**What the exercise asks**
Every word in the data below belongs in your copy, exactly as given; the pictures do not.

Recorded data

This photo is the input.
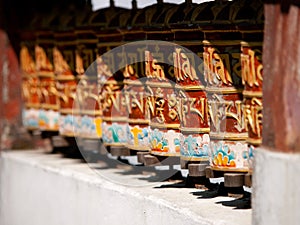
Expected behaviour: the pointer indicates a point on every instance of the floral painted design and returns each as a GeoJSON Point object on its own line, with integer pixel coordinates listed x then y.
{"type": "Point", "coordinates": [114, 133]}
{"type": "Point", "coordinates": [196, 146]}
{"type": "Point", "coordinates": [30, 118]}
{"type": "Point", "coordinates": [66, 125]}
{"type": "Point", "coordinates": [229, 154]}
{"type": "Point", "coordinates": [168, 142]}
{"type": "Point", "coordinates": [48, 119]}
{"type": "Point", "coordinates": [137, 136]}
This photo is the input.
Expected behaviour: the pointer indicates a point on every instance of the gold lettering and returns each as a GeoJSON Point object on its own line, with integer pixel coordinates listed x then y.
{"type": "Point", "coordinates": [153, 70]}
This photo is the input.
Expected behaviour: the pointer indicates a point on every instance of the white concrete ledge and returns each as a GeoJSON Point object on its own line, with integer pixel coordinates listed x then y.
{"type": "Point", "coordinates": [276, 192]}
{"type": "Point", "coordinates": [41, 189]}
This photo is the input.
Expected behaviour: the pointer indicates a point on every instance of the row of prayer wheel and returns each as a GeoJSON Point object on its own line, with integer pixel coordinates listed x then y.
{"type": "Point", "coordinates": [172, 80]}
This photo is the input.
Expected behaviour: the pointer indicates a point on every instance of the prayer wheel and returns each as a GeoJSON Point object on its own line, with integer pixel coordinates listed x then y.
{"type": "Point", "coordinates": [49, 110]}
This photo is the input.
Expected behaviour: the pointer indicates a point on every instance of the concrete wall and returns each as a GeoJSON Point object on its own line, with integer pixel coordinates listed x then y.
{"type": "Point", "coordinates": [40, 189]}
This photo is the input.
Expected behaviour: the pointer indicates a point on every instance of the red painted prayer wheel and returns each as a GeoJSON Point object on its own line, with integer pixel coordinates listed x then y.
{"type": "Point", "coordinates": [66, 83]}
{"type": "Point", "coordinates": [88, 121]}
{"type": "Point", "coordinates": [49, 110]}
{"type": "Point", "coordinates": [194, 126]}
{"type": "Point", "coordinates": [31, 92]}
{"type": "Point", "coordinates": [163, 105]}
{"type": "Point", "coordinates": [224, 89]}
{"type": "Point", "coordinates": [252, 68]}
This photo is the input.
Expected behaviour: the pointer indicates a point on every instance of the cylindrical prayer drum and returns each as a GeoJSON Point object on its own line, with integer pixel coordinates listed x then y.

**Reply to the exercise**
This photo is the input.
Expected behaviour: the pointer indicates a point on every instance of the floral painted design and returns each as a GeoJSON Point object on its own line, with integer pixel coordinates listed x then y.
{"type": "Point", "coordinates": [114, 133]}
{"type": "Point", "coordinates": [196, 146]}
{"type": "Point", "coordinates": [30, 118]}
{"type": "Point", "coordinates": [66, 125]}
{"type": "Point", "coordinates": [229, 154]}
{"type": "Point", "coordinates": [168, 142]}
{"type": "Point", "coordinates": [48, 119]}
{"type": "Point", "coordinates": [137, 136]}
This photo is the input.
Expected behaviour: the pointer indicates a point on every instance of the gold lettering and returns each as a GeoJSON Point object on its own line, with integer pixel coordinates listed x then y.
{"type": "Point", "coordinates": [153, 70]}
This photo is the input.
Expected behaviour: the pointer indicates a point on every instance of the white concrete ledge and returns each as a GeoJSON Point object on its own line, with integer pixel coordinates listed x then y.
{"type": "Point", "coordinates": [276, 192]}
{"type": "Point", "coordinates": [41, 189]}
This photo is the input.
Expected behaviour: the pointer indicates a point on every instance of the row of prayer wheel and returns each as a GeoJSON Point object on its own line, with integer pixel coordinates listed x then y.
{"type": "Point", "coordinates": [172, 80]}
This photo is the input.
Expected behaviour: the pointer indicates a point on every instance of the prayer wheel and returns each as a GeoJSON Point object on its own line, with integer pixel coordinates listed x then y.
{"type": "Point", "coordinates": [49, 110]}
This photo is the input.
Expected behaviour: the pointer indicates a point on every instance of the concrete wall and returns each as a GeoJSON Point object on its own line, with integer pixel coordinates listed x then y.
{"type": "Point", "coordinates": [40, 189]}
This photo is the input.
Expected behaviour: the pointer indicates a point on every instance of the red painted prayer wheel and returns each as a GeoJSON Point object on its own line, with integer pixel coordinates listed x then y.
{"type": "Point", "coordinates": [66, 83]}
{"type": "Point", "coordinates": [88, 121]}
{"type": "Point", "coordinates": [49, 110]}
{"type": "Point", "coordinates": [194, 126]}
{"type": "Point", "coordinates": [31, 92]}
{"type": "Point", "coordinates": [163, 105]}
{"type": "Point", "coordinates": [224, 89]}
{"type": "Point", "coordinates": [252, 68]}
This photo is the input.
Expected behaviour: the pointer indicates a point on every instance of the cylindrical prayer drum and returns each as a GeoJSON Point object on its own line, with integer pixel coordinates listed x then y.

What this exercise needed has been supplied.